TEXTE FOURNI »
-=-=-=-=-
Un symbole covoiturage dans la Métropole de Lyon qui a ouver des voies réservées au covoiturage sur les axes M6 et M7

Un symbole covoiturage dans la Métropole de Lyon qui a ouver des voies réservées au covoiturage sur les axes M6 et M7 - BFM Lyon

[AVIS D'EXPERT] La mobilité des Français, assurée aux deux-tiers par la voiture, fait face à des défis environnementaux, de santé publique et de pouvoir d’achat. Sans mesures novatrices, ces derniers seront difficilement relevés.

Tout d’abord, la France s’est fixé l’objectif de décarbonation totale des transports à l’horizon 2050. Un objectif intermédiaire de diminution de 28% des transports est fixé pour 2030, par rapport aux niveaux de 2015. Notre pays n’est pas sur la bonne trajectoire pour atteindre cet objectif.

L’environnement et la santé des Français impactés par l’automobile

Ensuite, l’automobile a une incidence sur la santé des Français par les polluants atmosphériques et le bruit. D’une part, les oxydes d’azote et les particules fines nuisent à la santé humaine et les autorités sanitaires estiment à 40.000 décès prématurés. D’autre part, le bruit constitue une nuisance très présente dans la vie quotidienne des Français: 86% se déclarent gênés par le bruit à leur domicile. Dans notre pays, le coût social du bruit est ainsi estimé à plus de 147 milliards d’euros par an, sur la base des données et connaissances disponibles. La circulation routière est à l’origine de 50 milliards d’euros de coût social en France!
-=-=-=-=-
DONNÉES FOURNIES »
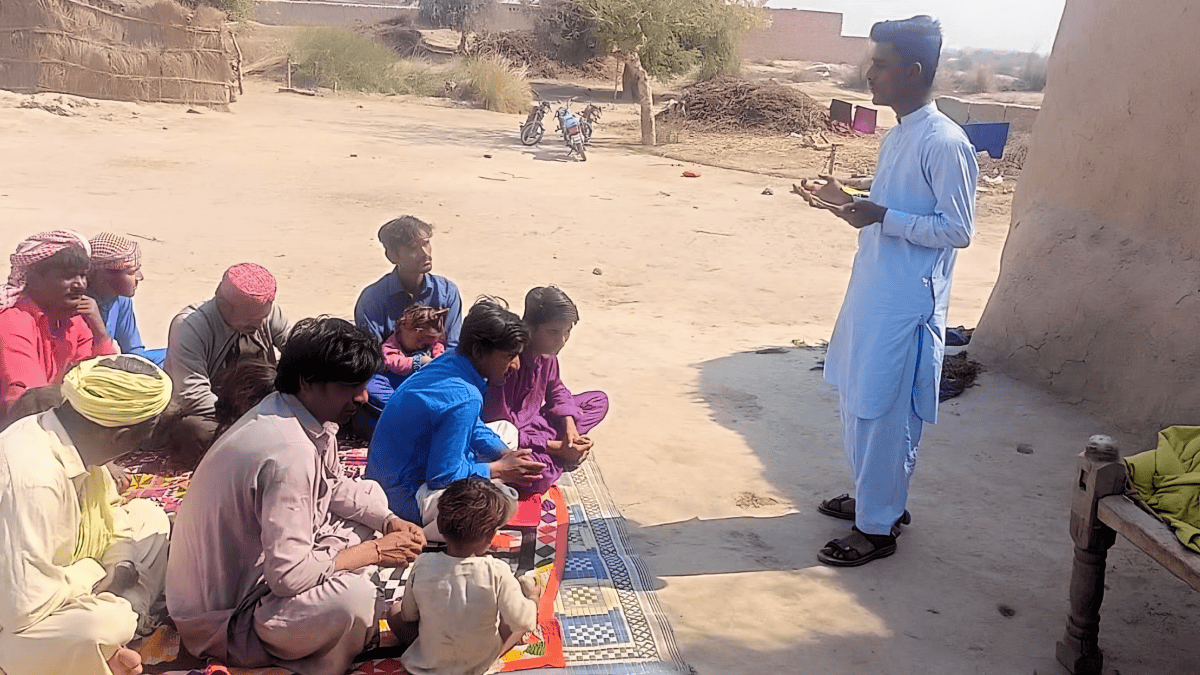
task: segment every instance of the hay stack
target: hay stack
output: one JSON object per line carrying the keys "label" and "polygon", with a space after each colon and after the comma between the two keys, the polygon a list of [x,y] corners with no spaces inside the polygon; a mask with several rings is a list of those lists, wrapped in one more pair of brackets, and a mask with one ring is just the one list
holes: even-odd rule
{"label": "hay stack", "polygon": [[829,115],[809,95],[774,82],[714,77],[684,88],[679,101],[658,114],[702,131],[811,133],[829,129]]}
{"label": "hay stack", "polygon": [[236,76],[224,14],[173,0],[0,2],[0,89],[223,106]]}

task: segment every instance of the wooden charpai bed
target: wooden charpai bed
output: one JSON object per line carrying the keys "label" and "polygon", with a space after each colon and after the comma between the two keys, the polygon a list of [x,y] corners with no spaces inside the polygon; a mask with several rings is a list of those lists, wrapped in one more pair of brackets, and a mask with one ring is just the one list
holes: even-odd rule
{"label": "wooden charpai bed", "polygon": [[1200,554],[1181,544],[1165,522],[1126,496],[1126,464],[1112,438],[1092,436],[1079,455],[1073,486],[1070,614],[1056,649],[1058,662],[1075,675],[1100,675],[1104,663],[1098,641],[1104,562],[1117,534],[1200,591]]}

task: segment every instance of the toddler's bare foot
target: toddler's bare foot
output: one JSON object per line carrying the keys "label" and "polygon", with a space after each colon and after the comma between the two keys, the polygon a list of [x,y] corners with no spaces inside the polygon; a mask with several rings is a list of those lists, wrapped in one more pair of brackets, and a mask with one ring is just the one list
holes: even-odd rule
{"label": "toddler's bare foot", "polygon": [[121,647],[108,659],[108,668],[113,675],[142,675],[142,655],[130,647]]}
-=-=-=-=-
D'après le texte fourni, quelle part des Français se disent gênés par le bruit chez eux ? Les enregistrements n'ont aucun rôle ici.

86 % des Français se déclarent gênés par le bruit à leur domicile.